=== TEKST ŹRÓDŁOWY ===
......

Lionel Messi został wybrany po raz czwarty z rzędu najlepszym piłkarzem świata. Czy oddałbyś na niego swój głos?
Nie, nie w tym roku. Dla mnie Messi z pewnością jest najlepszym zawodnikiem jakiego kiedykolwiek widziałem w grze, ale w tym roku otrzymał te nagrodę ze względu na swoje indywidualne osiągnięcia, a nie ze względu na to, co wygrał ze swoją drużyną. Po raz pierwszy nie był częścią drużyny, która wygrała wszystko co tylko możliwe. Nie wygrał Ligi Mistrzów, nie wygrał ligi hiszpańskiej i nie osiągnął niczego ze swoją reprezentacją, ale indywidualnie miał wyjątkowy rok – zdobył 91 goli. Wydaję mi się, że to było powodem przyznania mu kolejnej Złotej Piłki. Ja jestem fanem sportu drużynowego, dlatego czuję, że ludzie tacy jak Casillas, Ronaldo (który wygrał ligę), a w szczególności Iniesta, bardziej zasługiwali na to wyróżnienie. Andres jest zawsze numerem dwa lub trzy, ale on został w tamtym roku mistrzem Europy z Hiszpanią – dlatego bardziej zasłużył na Złotą Piłkę.
Więc pomimo tego, że jest to nagroda indywidualna, uważasz, że wyjątkowe mecze i osiągnięcia zespołu powinny być brane pod uwagę?
Tak, piłka nożna to sport drużynowy, więc osiągnięcia całego zespołu powinny mieć wpływ. Nie jestem fanem indywidualnych nagród w piłce nożnej, ale kiedy komuś przyznawana jest taka nagroda, to powinno to wynikać w jakimś stopniu ze specjalnych osiągnięć całego klubu. Jeśli jesteś najlepszym zawodnikiem drużyny, która osiągnęła coś specjalnego, to tak, powinieneś wygrać tę nagrodę. Dlatego mój głos powędrowałby do Andresa Iniesty.
Ale to znowu Messi – czwarta z rzędu Złota Piłka, a on ma tylko 25 lat!

......

=== ZADANIE A ===
Odpowiedz krótko na pytania do tekstu o Messim:
(i) Ile goli zdobył Messi w roku, za który dostał nagrodę?
(ii) Komu rozmówca dałby swój głos?
(iii) Ile lat ma Messi według ostatniej wypowiedzi?
Tekst i listing pochodzą z różnych źródeł.

=== LISTING ===
......

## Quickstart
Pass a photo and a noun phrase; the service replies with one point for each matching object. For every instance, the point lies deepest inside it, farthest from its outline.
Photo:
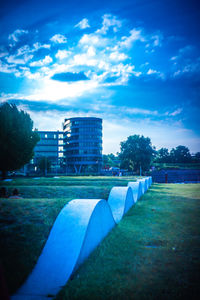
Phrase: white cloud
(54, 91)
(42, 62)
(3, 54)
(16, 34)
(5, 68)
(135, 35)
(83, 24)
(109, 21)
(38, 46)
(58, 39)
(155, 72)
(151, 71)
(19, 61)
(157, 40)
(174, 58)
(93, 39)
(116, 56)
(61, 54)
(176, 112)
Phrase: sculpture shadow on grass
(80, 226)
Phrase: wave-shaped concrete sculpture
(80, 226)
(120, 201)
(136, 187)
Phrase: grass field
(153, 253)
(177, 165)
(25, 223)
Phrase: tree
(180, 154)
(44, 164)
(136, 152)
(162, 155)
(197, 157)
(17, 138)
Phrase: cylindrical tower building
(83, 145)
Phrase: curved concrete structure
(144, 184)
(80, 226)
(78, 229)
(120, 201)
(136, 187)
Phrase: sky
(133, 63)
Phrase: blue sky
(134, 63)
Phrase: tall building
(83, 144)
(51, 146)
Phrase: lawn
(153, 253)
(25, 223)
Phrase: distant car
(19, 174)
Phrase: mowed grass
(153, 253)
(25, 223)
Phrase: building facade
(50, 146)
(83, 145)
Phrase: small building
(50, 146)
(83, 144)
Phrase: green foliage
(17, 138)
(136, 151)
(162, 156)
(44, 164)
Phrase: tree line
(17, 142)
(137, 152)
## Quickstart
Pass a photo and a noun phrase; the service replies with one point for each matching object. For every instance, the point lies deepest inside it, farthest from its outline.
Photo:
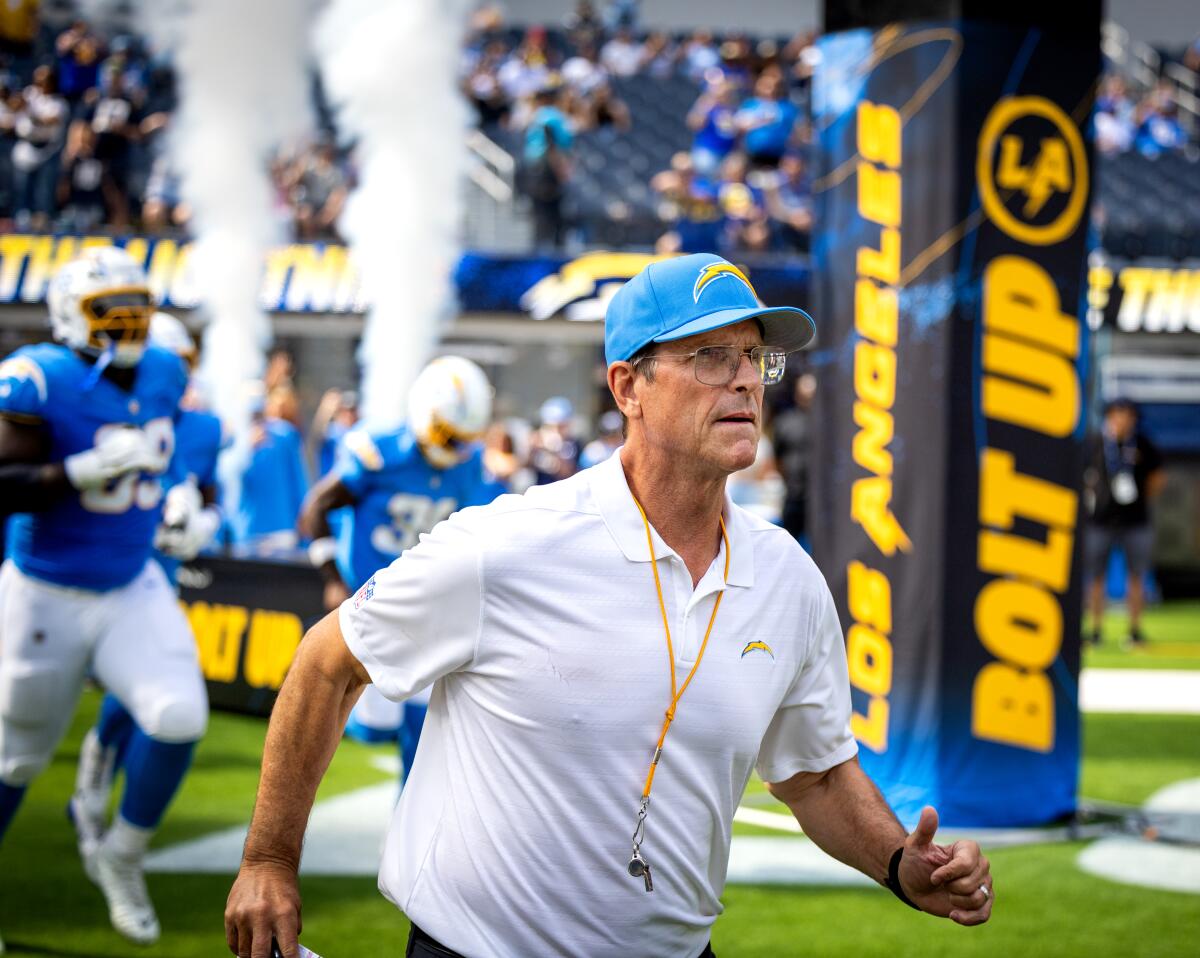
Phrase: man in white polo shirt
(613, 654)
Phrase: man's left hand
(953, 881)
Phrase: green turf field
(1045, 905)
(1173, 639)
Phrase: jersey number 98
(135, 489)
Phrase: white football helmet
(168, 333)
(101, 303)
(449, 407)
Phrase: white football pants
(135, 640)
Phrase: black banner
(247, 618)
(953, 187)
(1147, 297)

......

=== ZADANIE B ===
Znajdź w listingu wszystkie wiersze ze słowem „sculpture” i przepisz je.

=== ODPOWIEDŹ A ===
(i) 91 goli.
(ii) Andresowi Inieście.
(iii) 25 lat.

=== ODPOWIEDŹ B ===
Phrase: sculpture shadow on grass
Phrase: wave-shaped concrete sculpture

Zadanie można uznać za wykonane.